Friday, August 21, 2009

Social media breaks backs

YouTube scares me. And it should scare you, too. Because once negative information about your company makes the Internet, trying to contain the damage is akin to attempting to stamp out a California wildfire with a wool blanket.

It can’t be done.

One in a long line of YouTube corporate victims is United Airlines, which became the unwilling lyrical topic of a disgruntled singer/band member after his valuable guitar was smashed by careless airline luggage handlers in the spring of 2008.

After months of unrequited phone calls and letters to United, asking for reimbursement for his $3,500 Taylor guitar damaged on the tarmac during a Chicago connection enroute to my home state of Nebraska, Dave Carroll of the band Sons of Maxwell took to the i-waves and aired his frustration in verse.

“United Breaks Guitars” is a catchy song with an even catchier music video that debuted in early July. The ditty is a scathing, yet amusing, recap of Carroll’s attempts to receive compensation for the pricey instrument. Within a day of its release, “Breaks Guitars” had been viewed by thousands. To date, more than 5 million people have heard the song and seen the video.

On Monday, Carroll came out with part two -- “United Breaks Guitars Song 2” -- fulfilling an earlier promise that he would record three songs railing against the airline’s antipathy.

“Song 2” has received nearly 80,000 views so far. But what is more significant is that Carroll didn’t need to record it.

Shortly after the release of the first song, United contacted Carroll, making nice and offering to pay for the guitar. Carroll’s response, though amicable, was a publicly aired “No Way, Jose.” In a viral version of a press conference, Carroll made it clear that, while he would happily have that $3,500 reimbursal sent to a charity, nothing would stop him from recording three songs.

So, for United, it’s two down and one to go. How much havoc will ultimately be wreaked for the airline, which already has endured much-publicized financial woes? Only time will tell, but in the meantime Carroll’s tell-all has no immediate end in sight.

SOURCE INFORMATION |
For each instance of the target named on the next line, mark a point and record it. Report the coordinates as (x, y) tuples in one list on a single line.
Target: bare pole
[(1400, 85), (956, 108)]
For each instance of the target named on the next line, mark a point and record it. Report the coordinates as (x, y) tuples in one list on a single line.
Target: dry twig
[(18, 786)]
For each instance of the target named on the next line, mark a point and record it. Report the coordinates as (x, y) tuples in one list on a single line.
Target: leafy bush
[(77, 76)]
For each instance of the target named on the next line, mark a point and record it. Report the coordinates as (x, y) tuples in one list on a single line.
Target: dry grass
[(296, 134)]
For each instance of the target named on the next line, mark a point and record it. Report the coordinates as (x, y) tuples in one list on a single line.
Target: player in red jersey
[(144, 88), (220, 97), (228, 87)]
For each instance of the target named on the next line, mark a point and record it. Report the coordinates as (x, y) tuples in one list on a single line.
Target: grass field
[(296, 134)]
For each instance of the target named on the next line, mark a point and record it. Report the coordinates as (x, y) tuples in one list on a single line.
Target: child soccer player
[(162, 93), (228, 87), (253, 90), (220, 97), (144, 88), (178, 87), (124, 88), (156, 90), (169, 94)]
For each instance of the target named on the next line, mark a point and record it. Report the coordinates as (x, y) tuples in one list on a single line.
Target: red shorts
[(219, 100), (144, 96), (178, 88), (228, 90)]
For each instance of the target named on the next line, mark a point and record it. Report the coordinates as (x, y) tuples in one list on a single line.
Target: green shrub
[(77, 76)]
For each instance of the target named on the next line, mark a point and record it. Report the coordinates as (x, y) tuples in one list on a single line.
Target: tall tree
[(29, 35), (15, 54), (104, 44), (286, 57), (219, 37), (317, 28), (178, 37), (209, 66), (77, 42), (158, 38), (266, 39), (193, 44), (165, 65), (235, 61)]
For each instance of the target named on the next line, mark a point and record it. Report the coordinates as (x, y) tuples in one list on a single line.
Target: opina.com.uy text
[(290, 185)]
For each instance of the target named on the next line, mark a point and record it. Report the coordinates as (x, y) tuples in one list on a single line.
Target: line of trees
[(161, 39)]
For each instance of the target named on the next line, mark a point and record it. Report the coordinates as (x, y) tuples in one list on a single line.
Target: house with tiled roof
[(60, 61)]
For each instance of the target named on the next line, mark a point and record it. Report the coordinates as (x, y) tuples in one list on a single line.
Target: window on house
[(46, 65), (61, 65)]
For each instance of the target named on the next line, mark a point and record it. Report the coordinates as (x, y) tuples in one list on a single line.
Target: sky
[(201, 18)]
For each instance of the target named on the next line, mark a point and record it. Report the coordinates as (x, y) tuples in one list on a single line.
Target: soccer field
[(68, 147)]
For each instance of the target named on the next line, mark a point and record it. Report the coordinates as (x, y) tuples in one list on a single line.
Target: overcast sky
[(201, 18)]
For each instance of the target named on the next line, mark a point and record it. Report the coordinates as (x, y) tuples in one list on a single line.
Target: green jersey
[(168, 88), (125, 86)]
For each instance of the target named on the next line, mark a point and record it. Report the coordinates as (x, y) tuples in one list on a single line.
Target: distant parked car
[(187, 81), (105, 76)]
---
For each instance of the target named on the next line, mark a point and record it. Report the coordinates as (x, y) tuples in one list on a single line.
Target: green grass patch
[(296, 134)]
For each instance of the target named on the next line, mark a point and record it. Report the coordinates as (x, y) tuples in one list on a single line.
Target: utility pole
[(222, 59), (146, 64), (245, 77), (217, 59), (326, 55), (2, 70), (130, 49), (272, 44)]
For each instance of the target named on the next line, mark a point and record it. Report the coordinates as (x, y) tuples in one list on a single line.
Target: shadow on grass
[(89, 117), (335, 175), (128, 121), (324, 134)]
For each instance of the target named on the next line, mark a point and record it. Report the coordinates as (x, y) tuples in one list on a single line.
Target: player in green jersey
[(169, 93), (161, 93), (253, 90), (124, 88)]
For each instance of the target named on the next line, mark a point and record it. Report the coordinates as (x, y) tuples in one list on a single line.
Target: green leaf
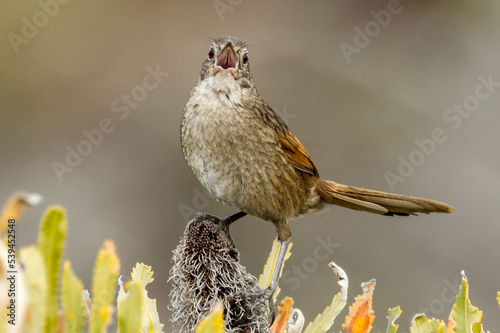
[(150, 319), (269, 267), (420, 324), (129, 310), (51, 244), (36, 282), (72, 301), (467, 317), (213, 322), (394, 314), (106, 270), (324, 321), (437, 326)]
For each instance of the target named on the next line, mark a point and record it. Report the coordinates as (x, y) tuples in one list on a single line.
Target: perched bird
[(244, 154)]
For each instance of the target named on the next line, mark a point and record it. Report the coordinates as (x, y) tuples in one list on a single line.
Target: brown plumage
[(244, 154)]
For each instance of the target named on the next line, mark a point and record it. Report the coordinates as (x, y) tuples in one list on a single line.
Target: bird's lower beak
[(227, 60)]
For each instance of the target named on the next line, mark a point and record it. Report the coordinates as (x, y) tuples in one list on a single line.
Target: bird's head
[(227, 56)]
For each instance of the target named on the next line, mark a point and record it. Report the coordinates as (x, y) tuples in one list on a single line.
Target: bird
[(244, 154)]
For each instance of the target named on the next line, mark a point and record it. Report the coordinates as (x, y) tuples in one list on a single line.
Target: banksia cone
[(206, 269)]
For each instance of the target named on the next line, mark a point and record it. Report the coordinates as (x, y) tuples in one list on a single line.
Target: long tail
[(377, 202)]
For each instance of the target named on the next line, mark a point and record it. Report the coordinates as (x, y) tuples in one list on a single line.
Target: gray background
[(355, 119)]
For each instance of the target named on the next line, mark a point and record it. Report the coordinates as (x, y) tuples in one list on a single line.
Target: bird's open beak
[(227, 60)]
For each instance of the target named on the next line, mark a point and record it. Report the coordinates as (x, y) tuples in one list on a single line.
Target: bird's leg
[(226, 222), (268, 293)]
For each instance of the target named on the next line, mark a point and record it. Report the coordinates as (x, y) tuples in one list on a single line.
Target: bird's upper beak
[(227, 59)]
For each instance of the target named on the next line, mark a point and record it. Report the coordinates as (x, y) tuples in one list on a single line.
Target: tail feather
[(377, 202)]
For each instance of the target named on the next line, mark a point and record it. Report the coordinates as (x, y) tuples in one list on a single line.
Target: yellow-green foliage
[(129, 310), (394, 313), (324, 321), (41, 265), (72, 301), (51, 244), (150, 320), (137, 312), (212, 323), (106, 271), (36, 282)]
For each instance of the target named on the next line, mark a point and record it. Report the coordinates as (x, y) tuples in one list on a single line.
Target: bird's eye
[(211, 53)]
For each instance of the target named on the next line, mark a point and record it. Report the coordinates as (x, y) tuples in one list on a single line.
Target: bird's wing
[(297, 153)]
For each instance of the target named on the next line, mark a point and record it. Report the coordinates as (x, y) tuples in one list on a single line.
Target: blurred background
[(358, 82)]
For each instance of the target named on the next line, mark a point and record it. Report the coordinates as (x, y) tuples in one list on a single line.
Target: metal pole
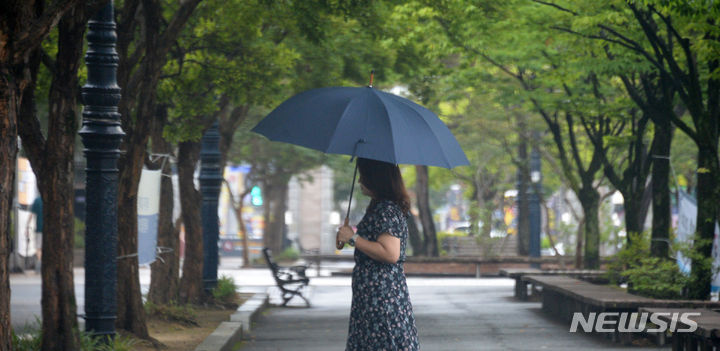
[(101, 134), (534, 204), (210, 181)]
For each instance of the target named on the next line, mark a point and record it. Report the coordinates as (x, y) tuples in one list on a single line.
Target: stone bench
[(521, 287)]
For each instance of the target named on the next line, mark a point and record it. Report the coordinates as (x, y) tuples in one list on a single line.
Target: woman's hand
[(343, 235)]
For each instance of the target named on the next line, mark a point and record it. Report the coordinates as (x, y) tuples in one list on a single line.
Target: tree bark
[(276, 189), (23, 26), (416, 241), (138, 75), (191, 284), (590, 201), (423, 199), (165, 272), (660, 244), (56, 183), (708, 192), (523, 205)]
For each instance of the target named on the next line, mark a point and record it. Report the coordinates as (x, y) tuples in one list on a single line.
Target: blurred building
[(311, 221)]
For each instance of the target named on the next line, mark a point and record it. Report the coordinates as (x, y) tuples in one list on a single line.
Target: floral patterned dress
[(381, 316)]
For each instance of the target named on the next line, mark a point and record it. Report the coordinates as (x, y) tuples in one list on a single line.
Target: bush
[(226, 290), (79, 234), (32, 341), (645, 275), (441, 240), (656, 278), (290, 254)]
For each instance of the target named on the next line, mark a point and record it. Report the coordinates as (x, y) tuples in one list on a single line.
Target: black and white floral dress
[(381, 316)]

WORK ORDER A | Set down the part of the United Airlines post that opens with the words containing "YouTube scares me." and closes with "spring of 2008.".
WORK ORDER B | According to the United Airlines post, what band is Dave Carroll a member of?
WORK ORDER C | Carry the United Airlines post forward from its last sentence.
The material comes from a different source than the United Airlines post.

ANSWER BOX A |
YouTube scares me. And it should scare you, too. Because once negative information about your company makes the Internet, trying to contain the damage is akin to attempting to stamp out a California wildfire with a wool blanket.

It can’t be done.

One in a long line of YouTube corporate victims is United Airlines, which became the unwilling lyrical topic of a disgruntled singer/band member after his valuable guitar was smashed by careless airline luggage handlers in the spring of 2008.

ANSWER BOX B | Sons of Maxwell

ANSWER BOX C |
What’s the lesson? Watch your back, and you might want to have a film production crew in your pocket. You never know when a retaliatory music video might be in order.

Somehow missed “United Breaks Guitars”? Follow these links to the background story and the two performances. Leave yourself plenty of viewing time; they’re not short.

-- Katherine Field


Anonymous said...

Social Media should not scare you and depending on what business you are in, you need to embrace it because it's not going away any time soon...

Many companies are using social media daily to engage in meaningful direct dialog with their customers. Search Twitter and you'll find brands who openly engage and address customer service for all to see.

Social Media is a tool for both consumer and brands to gain valuable feedback that previously didn't exist or got lost in translation. In the case of the smashed Guitar, perhaps United should have addressed this in the first place properly and left a satisfied customer or they might have learned something from this episode.

It would have been interesting to see what happened if they restored his guitar or replaced it - I'm sure Dave Carroll would have sung a different tune for others to hear...

Yasaswi I. Pulavarti said...

Gone are the days a company can control negative publicity. However, the question for United is, did they see dip in sales or profit because of this incident? I think the companies need to come up with a way to analyze what if scenarios for future social media enabled negative publicity.